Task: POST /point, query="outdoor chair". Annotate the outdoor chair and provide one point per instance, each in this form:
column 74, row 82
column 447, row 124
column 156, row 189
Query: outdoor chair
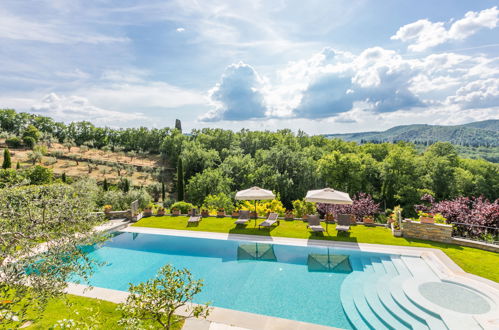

━━━━━━━━━━

• What this task involves: Copy the records above line for line, leaving out the pictures.

• Output for this task:
Task: POST /point, query="outdoor chair". Annotate the outdoor chair and provide one point per instance, each in this form:
column 74, row 82
column 447, row 124
column 156, row 189
Query: outdoor chair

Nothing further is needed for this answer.